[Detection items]
## Start
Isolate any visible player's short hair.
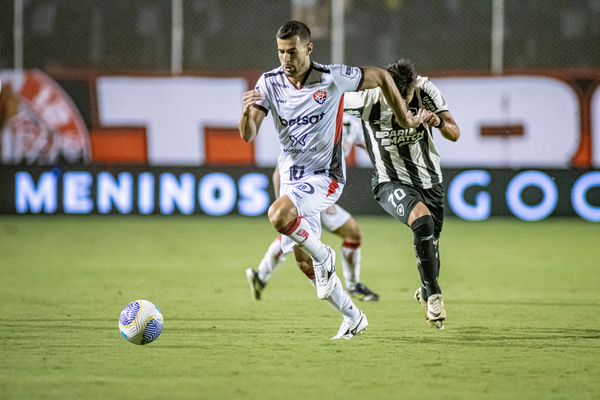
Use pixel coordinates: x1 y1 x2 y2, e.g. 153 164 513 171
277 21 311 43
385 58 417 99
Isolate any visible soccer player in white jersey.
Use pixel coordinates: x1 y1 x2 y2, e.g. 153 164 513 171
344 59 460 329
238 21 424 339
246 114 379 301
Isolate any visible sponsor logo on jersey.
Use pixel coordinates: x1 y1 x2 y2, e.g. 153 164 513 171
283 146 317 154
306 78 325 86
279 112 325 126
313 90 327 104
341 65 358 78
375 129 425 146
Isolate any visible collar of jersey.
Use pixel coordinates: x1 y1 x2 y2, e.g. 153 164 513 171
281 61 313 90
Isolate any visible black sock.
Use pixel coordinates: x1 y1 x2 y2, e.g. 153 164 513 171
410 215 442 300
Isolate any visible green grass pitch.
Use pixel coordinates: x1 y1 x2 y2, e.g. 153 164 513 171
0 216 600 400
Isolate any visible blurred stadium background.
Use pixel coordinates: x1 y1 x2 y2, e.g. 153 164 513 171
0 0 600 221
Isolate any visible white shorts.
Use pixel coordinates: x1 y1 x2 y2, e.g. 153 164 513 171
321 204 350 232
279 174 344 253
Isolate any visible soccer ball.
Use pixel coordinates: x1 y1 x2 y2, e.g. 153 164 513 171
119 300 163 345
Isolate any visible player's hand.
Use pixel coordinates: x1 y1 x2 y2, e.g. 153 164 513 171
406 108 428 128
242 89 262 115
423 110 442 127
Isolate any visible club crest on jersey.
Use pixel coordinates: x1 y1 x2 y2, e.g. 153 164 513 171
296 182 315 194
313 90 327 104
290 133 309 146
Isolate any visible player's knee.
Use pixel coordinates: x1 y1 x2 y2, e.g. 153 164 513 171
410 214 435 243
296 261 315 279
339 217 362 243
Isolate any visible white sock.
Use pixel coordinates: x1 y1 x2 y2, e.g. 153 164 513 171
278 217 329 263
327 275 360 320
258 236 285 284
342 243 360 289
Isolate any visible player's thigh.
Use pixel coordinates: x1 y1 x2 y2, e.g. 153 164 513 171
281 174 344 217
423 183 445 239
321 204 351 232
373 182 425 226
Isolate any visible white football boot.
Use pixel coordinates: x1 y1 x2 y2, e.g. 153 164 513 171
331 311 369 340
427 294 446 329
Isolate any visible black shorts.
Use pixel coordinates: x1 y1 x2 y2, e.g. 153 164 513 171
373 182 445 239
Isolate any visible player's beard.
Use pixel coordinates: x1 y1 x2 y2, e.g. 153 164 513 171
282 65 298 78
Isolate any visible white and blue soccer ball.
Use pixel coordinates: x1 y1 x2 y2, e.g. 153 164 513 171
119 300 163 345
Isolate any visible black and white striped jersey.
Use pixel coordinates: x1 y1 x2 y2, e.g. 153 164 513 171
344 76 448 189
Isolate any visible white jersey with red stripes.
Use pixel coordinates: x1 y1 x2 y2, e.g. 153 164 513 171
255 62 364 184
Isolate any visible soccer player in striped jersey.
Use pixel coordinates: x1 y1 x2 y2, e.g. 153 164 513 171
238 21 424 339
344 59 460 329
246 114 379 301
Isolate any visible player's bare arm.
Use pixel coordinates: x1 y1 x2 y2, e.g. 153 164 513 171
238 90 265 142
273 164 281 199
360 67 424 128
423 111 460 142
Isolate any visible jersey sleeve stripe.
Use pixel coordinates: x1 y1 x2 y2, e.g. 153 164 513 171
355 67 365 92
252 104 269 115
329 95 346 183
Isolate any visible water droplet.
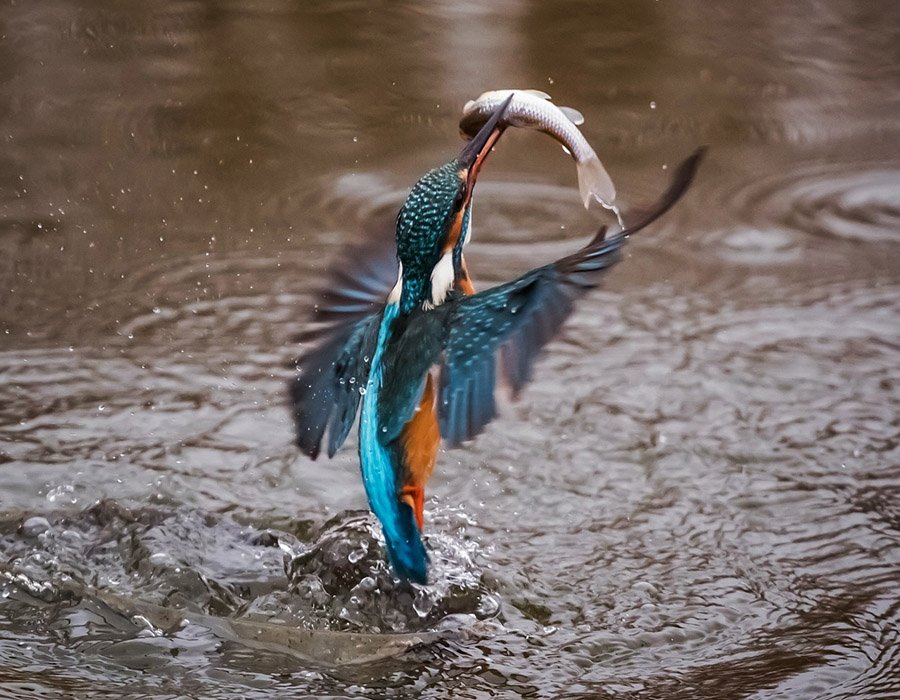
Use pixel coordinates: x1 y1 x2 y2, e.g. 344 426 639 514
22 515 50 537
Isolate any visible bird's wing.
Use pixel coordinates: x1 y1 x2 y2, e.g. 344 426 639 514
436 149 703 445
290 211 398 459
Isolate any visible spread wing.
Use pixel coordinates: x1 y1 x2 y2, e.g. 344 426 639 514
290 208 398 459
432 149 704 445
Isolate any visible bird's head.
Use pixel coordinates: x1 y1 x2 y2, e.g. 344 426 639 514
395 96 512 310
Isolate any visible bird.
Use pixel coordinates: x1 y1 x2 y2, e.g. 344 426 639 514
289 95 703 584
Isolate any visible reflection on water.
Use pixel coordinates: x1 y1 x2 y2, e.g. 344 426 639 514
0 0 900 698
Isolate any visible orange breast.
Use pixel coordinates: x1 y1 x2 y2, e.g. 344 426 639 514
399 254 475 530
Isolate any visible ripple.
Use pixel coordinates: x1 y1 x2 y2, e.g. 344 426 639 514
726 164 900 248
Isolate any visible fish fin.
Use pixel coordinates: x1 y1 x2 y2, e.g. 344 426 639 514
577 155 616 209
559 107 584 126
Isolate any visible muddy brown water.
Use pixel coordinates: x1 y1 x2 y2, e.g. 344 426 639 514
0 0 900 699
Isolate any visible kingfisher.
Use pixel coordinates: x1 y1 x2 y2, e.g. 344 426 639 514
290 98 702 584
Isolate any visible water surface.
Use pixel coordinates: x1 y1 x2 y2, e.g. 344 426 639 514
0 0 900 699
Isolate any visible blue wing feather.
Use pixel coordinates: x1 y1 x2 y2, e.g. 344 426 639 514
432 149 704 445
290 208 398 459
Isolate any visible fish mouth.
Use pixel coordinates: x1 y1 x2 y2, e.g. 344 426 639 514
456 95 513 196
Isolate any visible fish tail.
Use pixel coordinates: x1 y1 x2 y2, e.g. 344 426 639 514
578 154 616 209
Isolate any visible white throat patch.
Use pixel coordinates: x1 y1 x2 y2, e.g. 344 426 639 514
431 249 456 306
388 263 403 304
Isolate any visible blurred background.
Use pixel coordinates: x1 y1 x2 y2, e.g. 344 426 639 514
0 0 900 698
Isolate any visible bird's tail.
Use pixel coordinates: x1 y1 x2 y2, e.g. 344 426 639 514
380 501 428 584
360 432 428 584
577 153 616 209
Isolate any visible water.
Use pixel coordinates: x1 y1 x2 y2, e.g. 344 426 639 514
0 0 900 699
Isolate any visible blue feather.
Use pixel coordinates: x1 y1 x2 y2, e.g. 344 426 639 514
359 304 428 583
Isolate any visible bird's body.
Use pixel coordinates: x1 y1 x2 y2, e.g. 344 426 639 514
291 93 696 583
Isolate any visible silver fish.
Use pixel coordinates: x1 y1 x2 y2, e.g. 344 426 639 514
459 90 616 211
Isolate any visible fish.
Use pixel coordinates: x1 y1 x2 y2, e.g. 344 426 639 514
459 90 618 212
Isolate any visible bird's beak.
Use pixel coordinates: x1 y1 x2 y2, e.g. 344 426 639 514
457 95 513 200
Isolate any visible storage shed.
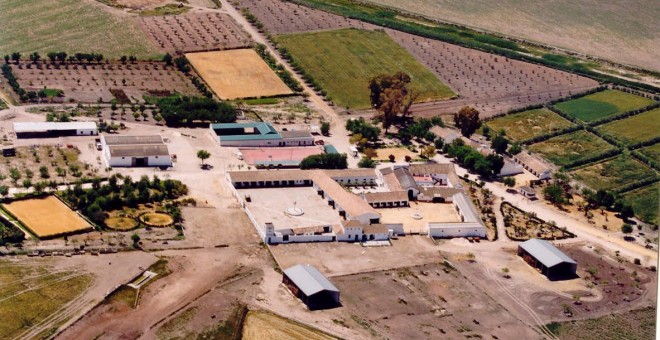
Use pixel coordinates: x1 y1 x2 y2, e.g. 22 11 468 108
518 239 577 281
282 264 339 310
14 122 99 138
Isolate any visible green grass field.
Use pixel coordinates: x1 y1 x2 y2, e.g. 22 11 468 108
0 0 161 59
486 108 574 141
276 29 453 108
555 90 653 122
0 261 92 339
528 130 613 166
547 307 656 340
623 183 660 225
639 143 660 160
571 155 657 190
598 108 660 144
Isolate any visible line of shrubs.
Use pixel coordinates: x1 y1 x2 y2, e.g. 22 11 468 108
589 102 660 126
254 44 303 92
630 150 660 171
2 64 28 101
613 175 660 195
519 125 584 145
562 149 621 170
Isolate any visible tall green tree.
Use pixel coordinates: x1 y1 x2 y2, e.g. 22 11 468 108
## End
Set task =
Render every item above as a JSON list of strings, one string per line and no strings for blank lines. Omit the pictures from the list.

The reply =
[
  "Isolate any visible player's short hair.",
  "Use pixel coordinates: x1 y1 x2 y2, e.g. 153 164 513 171",
  "277 21 311 43",
  "385 58 417 99",
  "Isolate any visible soccer player in white jersey.",
  "Use pixel coordinates: x1 y1 x2 y2, e.g. 153 164 513 171",
  "344 59 460 329",
  "238 21 424 339",
  "246 114 379 301",
  "Isolate any visible sponsor logo on jersey.",
  "Use pixel coordinates: x1 y1 x2 y2, e.g. 153 164 513 171",
  "283 146 317 154",
  "306 78 325 86",
  "279 112 325 126",
  "313 90 327 104",
  "341 65 358 78",
  "375 129 425 146",
  "Isolate any visible collar of jersey.",
  "Use pixel coordinates: x1 y1 x2 y2, e.g. 153 164 513 171",
  "281 61 313 90",
  "Isolate any visible black sock.",
  "Use pixel coordinates: x1 y1 x2 y2, e.g. 153 164 513 171",
  "410 215 442 300",
  "Isolate any visible green grass pitch.",
  "Use pixel coordinates: x1 y1 x2 y2, e.g. 153 164 513 171",
  "0 216 600 400",
  "Isolate any visible blurred stadium background.",
  "Use pixel coordinates: x1 y1 x2 y2, e.g. 153 164 513 171",
  "0 0 600 221",
  "Isolate any visible white shorts.",
  "Use pixel coordinates: x1 y1 x2 y2, e.g. 153 164 513 171",
  "321 204 350 232",
  "279 174 344 253",
  "Isolate any visible soccer ball.",
  "Use pixel coordinates: x1 y1 x2 y2, e.g. 153 164 513 171",
  "119 300 163 345",
  "Isolate any visible player's hand.",
  "Use pixel coordinates: x1 y1 x2 y2, e.g. 153 164 513 171",
  "406 108 428 128",
  "242 89 262 115",
  "423 110 442 127",
  "Isolate any visible club crest on jersey.",
  "Use pixel coordinates: x1 y1 x2 y2, e.g. 153 164 513 171",
  "296 182 315 194",
  "313 90 327 104",
  "290 133 309 146",
  "Isolate any visible player's knee.",
  "Use pixel coordinates: x1 y1 x2 y2, e.g. 153 164 513 171",
  "410 214 435 243",
  "296 261 315 279",
  "339 217 362 243",
  "Isolate any visible white sock.",
  "Use pixel coordinates: x1 y1 x2 y2, e.g. 153 164 513 171",
  "278 217 329 263",
  "327 275 360 320",
  "258 236 285 284",
  "342 243 360 289",
  "Isolate any visible player's thigh.",
  "Use pixel coordinates: x1 y1 x2 y2, e.g. 153 164 513 171",
  "281 174 344 217",
  "423 183 445 239",
  "321 204 351 232",
  "373 182 425 226",
  "Isolate any visible white football boot.",
  "Use pixel coordinates: x1 y1 x2 y2, e.g. 153 164 513 171",
  "331 311 369 340",
  "427 294 446 329",
  "Isolate any visible black shorts.",
  "Use pixel coordinates: x1 y1 x2 y2, e.g. 153 164 513 171",
  "373 182 445 239",
  "Isolate any visible player's beard.",
  "Use pixel coordinates: x1 y1 x2 y2, e.g. 153 164 513 171",
  "282 65 298 78",
  "Isolate any visible white and blue soccer ball.",
  "Use pixel coordinates: x1 y1 x2 y2, e.g. 153 164 513 171",
  "119 300 163 345",
  "Isolate any visible black and white striped jersey.",
  "Use pixel coordinates: x1 y1 x2 y2, e.g. 153 164 513 171",
  "344 76 448 189",
  "Isolate any visible white jersey with red stripes.",
  "Use pixel coordinates: x1 y1 x2 y2, e.g. 153 164 513 171",
  "255 62 364 184",
  "Isolate any visible soccer player in striped jersey.",
  "Use pixel coordinates: x1 y1 x2 y2, e.g. 153 164 513 171",
  "238 21 424 339",
  "344 59 460 329",
  "246 114 379 301",
  "Isolate any visible player's bare arm.",
  "Use pixel coordinates: x1 y1 x2 y2, e.g. 153 164 513 171",
  "238 90 265 142",
  "273 164 281 199",
  "360 67 424 128",
  "423 111 460 142",
  "Isolate any visible jersey sleeve stripe.",
  "Use pixel coordinates: x1 y1 x2 y2, e.g. 153 164 513 171",
  "355 67 365 92",
  "252 104 269 115",
  "329 95 346 183",
  "Isolate any visible water droplet.",
  "Use pixel coordinates: x1 y1 x2 y2, e.g. 344 426 639 514",
  "22 515 50 537",
  "Isolate any visible bird's wing.",
  "Use pixel coordinates: x1 y1 x2 y2, e.g. 344 426 639 514",
  "436 149 703 445",
  "290 211 398 459",
  "Isolate any visible spread wing.",
  "Use pixel coordinates: x1 y1 x2 y2, e.g. 344 426 639 514",
  "290 208 398 459",
  "432 149 704 445",
  "Isolate any visible bird's head.",
  "Use pixel coordinates: x1 y1 x2 y2, e.g. 344 426 639 514",
  "395 96 512 310",
  "Isolate any visible bird.",
  "Use pixel coordinates: x1 y1 x2 y2, e.g. 344 426 639 514",
  "289 95 703 584",
  "Isolate any visible reflection on water.",
  "Use pixel coordinates: x1 y1 x2 y2, e.g. 344 426 639 514",
  "0 0 900 698",
  "Isolate any visible orange breast.",
  "Use pixel coordinates: x1 y1 x2 y2, e.g. 344 426 639 514",
  "399 254 475 530",
  "Isolate any visible ripple.",
  "Use pixel coordinates: x1 y1 x2 y2, e.g. 344 426 639 514",
  "726 164 900 248",
  "Isolate any visible fish fin.",
  "Use pixel coordinates: x1 y1 x2 y2, e.g. 344 426 639 514",
  "577 155 616 209",
  "559 107 584 126",
  "Isolate any visible muddy brown water.",
  "Use pixel coordinates: x1 y1 x2 y2, e.g. 344 426 639 514",
  "0 0 900 699",
  "Isolate any visible kingfisher.",
  "Use pixel coordinates: x1 y1 x2 y2, e.g. 344 426 639 514",
  "290 98 702 584",
  "Isolate any visible water surface.",
  "Use pixel coordinates: x1 y1 x2 y2, e.g. 344 426 639 514",
  "0 0 900 699",
  "Isolate any visible blue wing feather.",
  "Use pixel coordinates: x1 y1 x2 y2, e.g. 344 426 639 514",
  "432 149 704 445",
  "290 208 398 459",
  "Isolate any visible fish mouth.",
  "Use pixel coordinates: x1 y1 x2 y2, e.g. 344 426 639 514",
  "456 95 513 196",
  "Isolate any visible fish tail.",
  "Use pixel coordinates: x1 y1 x2 y2, e.g. 344 426 639 514",
  "578 154 616 209",
  "Isolate any visible white throat patch.",
  "Use pixel coordinates: x1 y1 x2 y2, e.g. 344 426 639 514",
  "431 249 456 306",
  "388 263 403 304",
  "Isolate any visible blurred background.",
  "Use pixel coordinates: x1 y1 x2 y2, e.g. 344 426 639 514",
  "0 0 900 698",
  "Isolate any visible bird's tail.",
  "Use pixel coordinates: x1 y1 x2 y2, e.g. 344 426 639 514",
  "380 501 428 584",
  "360 432 428 584",
  "577 153 616 209",
  "Isolate any visible water.",
  "Use pixel coordinates: x1 y1 x2 y2, e.g. 344 426 639 514",
  "0 0 900 699",
  "Isolate any visible blue feather.",
  "Use pixel coordinates: x1 y1 x2 y2, e.g. 344 426 639 514",
  "359 304 428 583",
  "Isolate any visible bird's body.",
  "Use pixel coordinates: x1 y1 x2 y2, e.g. 344 426 639 514",
  "291 93 696 583",
  "Isolate any visible silver fish.",
  "Use pixel coordinates: x1 y1 x2 y2, e.g. 344 426 639 514",
  "459 90 616 211",
  "Isolate any visible fish.",
  "Use pixel coordinates: x1 y1 x2 y2, e.g. 344 426 639 514",
  "459 90 618 212",
  "Isolate any visible bird's beak.",
  "Use pixel coordinates: x1 y1 x2 y2, e.g. 344 426 639 514",
  "457 95 513 200",
  "Isolate any visible storage shed.",
  "Use pixel coordinates: x1 y1 x2 y2, e.g. 22 11 468 108",
  "518 239 577 281",
  "282 264 339 310",
  "14 122 99 138",
  "Isolate any visible green grass field.",
  "Use pixel coordinates: x1 y1 x2 y2, e.g. 22 11 468 108",
  "0 0 161 59",
  "486 108 574 141",
  "276 29 453 108",
  "555 90 653 122",
  "0 261 92 339",
  "528 130 613 166",
  "547 307 656 340",
  "623 183 660 225",
  "639 143 660 160",
  "571 155 657 190",
  "598 108 660 144",
  "Isolate any visible line of shrubs.",
  "Use pixel coordinates: x1 y1 x2 y2, e.g. 22 11 468 108",
  "589 102 660 126",
  "254 44 303 92",
  "630 150 660 171",
  "2 64 28 101",
  "613 175 660 195",
  "519 125 584 145",
  "562 149 621 170",
  "Isolate any visible tall green tree.",
  "Use pixel coordinates: x1 y1 x2 y2, e.g. 22 11 468 108"
]